##### GIVEN RECORDS

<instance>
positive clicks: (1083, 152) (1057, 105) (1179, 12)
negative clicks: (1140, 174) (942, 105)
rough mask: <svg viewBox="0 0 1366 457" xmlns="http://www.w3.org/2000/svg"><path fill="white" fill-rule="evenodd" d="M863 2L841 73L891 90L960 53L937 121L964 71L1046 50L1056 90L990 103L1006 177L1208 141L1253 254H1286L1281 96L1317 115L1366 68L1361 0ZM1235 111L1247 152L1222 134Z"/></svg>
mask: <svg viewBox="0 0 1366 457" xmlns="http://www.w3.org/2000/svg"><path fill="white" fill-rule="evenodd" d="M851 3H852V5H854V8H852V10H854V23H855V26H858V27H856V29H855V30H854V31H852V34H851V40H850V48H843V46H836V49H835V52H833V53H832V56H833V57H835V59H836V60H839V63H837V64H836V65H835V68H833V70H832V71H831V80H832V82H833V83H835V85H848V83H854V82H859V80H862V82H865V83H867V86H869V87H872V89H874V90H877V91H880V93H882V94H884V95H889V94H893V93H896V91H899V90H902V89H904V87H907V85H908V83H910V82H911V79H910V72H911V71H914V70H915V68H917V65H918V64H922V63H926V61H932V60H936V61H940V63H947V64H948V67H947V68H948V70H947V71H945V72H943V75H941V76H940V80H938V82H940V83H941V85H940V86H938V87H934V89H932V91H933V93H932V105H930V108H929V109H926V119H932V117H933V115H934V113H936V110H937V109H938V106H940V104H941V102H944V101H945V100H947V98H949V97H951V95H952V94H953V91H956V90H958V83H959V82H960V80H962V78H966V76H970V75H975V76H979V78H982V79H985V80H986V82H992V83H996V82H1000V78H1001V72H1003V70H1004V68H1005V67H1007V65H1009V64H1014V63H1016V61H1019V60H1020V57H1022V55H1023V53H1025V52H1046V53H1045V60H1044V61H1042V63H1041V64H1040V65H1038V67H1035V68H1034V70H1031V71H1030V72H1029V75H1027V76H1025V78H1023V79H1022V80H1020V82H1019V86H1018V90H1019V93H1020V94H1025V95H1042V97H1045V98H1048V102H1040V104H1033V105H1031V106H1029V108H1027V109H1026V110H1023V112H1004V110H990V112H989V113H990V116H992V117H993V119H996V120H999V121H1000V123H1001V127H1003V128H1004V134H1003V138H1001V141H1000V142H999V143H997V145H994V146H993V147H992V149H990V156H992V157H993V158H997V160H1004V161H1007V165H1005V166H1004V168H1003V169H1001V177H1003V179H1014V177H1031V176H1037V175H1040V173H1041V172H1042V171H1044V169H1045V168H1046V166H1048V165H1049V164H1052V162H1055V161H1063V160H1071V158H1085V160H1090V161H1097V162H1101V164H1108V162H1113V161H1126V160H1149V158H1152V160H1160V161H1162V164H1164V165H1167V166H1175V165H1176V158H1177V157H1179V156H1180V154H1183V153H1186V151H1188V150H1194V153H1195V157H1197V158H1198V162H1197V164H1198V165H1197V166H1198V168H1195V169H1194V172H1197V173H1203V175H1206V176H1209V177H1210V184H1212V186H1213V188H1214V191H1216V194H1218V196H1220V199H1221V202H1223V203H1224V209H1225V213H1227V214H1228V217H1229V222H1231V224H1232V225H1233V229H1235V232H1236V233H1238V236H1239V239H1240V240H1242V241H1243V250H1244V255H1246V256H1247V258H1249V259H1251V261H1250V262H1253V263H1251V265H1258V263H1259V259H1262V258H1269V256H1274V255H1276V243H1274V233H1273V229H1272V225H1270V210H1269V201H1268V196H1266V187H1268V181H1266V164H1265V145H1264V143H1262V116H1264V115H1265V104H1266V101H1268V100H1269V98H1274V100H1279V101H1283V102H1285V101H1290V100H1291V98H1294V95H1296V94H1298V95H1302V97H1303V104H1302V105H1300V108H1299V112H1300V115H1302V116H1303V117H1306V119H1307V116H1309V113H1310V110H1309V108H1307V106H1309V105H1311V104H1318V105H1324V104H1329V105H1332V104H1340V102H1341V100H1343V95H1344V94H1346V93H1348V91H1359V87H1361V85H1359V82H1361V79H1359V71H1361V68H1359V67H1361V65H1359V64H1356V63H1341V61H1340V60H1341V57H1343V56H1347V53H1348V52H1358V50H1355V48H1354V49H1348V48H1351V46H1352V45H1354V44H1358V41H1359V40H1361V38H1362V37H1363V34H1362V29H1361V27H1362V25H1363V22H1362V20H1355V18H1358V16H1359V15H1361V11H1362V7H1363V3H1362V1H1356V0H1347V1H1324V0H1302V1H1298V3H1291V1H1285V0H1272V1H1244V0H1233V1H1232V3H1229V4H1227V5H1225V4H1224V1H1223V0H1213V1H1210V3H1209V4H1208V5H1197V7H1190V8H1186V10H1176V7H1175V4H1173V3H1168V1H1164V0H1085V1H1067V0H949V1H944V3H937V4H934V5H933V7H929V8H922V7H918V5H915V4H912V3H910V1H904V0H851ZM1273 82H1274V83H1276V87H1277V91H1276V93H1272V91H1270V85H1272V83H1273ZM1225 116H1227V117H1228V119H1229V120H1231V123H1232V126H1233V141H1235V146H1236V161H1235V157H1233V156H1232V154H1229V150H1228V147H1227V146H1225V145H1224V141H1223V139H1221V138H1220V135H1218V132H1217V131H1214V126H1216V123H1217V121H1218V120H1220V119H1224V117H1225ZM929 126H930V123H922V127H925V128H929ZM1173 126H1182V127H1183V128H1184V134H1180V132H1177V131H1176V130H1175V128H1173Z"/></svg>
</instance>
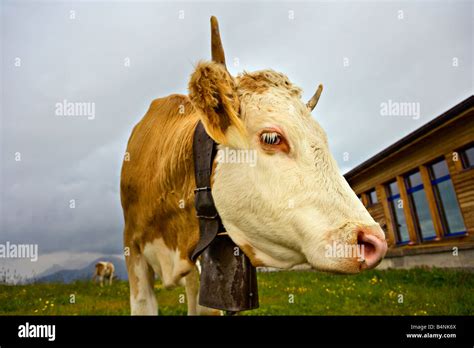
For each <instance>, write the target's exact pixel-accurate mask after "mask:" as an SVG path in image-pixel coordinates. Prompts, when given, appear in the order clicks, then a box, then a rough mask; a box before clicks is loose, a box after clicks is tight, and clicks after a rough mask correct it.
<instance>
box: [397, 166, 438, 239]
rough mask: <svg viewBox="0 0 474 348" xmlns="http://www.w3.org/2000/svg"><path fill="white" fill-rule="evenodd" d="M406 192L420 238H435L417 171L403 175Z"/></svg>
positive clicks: (430, 238)
mask: <svg viewBox="0 0 474 348" xmlns="http://www.w3.org/2000/svg"><path fill="white" fill-rule="evenodd" d="M405 182H406V187H407V193H408V197H409V200H410V208H411V213H412V215H413V221H414V223H415V228H416V230H417V233H418V235H419V236H420V237H421V239H422V240H431V239H434V238H436V231H435V228H434V224H433V220H432V219H431V214H430V207H429V205H428V200H427V199H426V193H425V189H424V186H423V183H422V181H421V175H420V172H419V171H416V172H414V173H412V174H410V175H408V176H407V177H405Z"/></svg>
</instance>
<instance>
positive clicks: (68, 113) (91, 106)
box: [54, 99, 95, 120]
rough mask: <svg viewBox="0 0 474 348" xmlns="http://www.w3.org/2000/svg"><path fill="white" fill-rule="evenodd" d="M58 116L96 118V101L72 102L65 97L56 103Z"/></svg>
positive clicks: (89, 119)
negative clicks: (92, 101) (95, 105)
mask: <svg viewBox="0 0 474 348" xmlns="http://www.w3.org/2000/svg"><path fill="white" fill-rule="evenodd" d="M54 107H55V114H56V116H75V117H87V119H88V120H93V119H95V103H94V102H70V101H67V100H66V99H64V100H63V101H61V102H58V103H56V104H55V105H54Z"/></svg>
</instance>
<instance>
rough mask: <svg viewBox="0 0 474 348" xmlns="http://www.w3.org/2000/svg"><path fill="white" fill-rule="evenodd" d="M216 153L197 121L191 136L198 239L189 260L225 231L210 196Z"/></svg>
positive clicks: (211, 194)
mask: <svg viewBox="0 0 474 348" xmlns="http://www.w3.org/2000/svg"><path fill="white" fill-rule="evenodd" d="M216 154H217V144H216V142H215V141H214V140H213V139H212V138H211V137H210V136H209V135H208V134H207V132H206V129H205V128H204V125H203V124H202V122H201V121H199V122H198V124H197V126H196V129H195V131H194V138H193V159H194V177H195V180H196V189H195V190H194V194H195V197H194V206H195V208H196V216H197V218H198V219H199V241H198V243H197V245H196V248H195V249H194V251H193V253H192V254H191V260H193V261H196V259H197V258H198V256H199V255H200V254H201V253H202V252H203V251H204V250H205V249H206V248H207V247H208V246H209V244H211V242H212V241H213V240H214V239H215V238H216V236H217V233H218V232H225V228H224V226H223V224H222V221H221V218H220V216H219V214H218V212H217V209H216V206H215V204H214V199H213V198H212V190H211V176H212V165H213V163H214V158H215V156H216Z"/></svg>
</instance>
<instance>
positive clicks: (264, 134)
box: [260, 132, 281, 145]
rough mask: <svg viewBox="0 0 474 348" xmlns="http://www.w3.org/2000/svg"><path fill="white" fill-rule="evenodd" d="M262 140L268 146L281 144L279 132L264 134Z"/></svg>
mask: <svg viewBox="0 0 474 348" xmlns="http://www.w3.org/2000/svg"><path fill="white" fill-rule="evenodd" d="M260 139H261V140H262V142H263V143H265V144H268V145H278V144H280V142H281V137H280V135H279V134H278V133H277V132H268V133H262V134H261V135H260Z"/></svg>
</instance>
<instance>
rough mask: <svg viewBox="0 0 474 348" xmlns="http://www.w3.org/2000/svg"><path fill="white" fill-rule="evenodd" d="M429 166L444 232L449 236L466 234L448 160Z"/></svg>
mask: <svg viewBox="0 0 474 348" xmlns="http://www.w3.org/2000/svg"><path fill="white" fill-rule="evenodd" d="M429 168H430V176H431V184H432V185H433V191H434V194H435V198H436V204H437V206H438V211H439V214H440V217H441V223H442V224H443V229H444V234H445V235H447V236H450V235H458V234H465V233H466V226H465V225H464V221H463V218H462V215H461V211H460V209H459V204H458V201H457V199H456V193H455V191H454V187H453V183H452V181H451V176H450V175H449V170H448V166H447V164H446V161H445V160H444V159H443V160H441V161H439V162H436V163H433V164H432V165H431V166H430V167H429Z"/></svg>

##########

◆ **WORK TO BE COMPLETED**: Output exactly the leading lines of the data, up to and including the line marked by "negative clicks: (1140, 174) (942, 105)".

◆ **ANSWER BOX**:
<instance>
positive clicks: (1083, 152) (1057, 105) (1179, 12)
negative clicks: (1140, 174) (942, 105)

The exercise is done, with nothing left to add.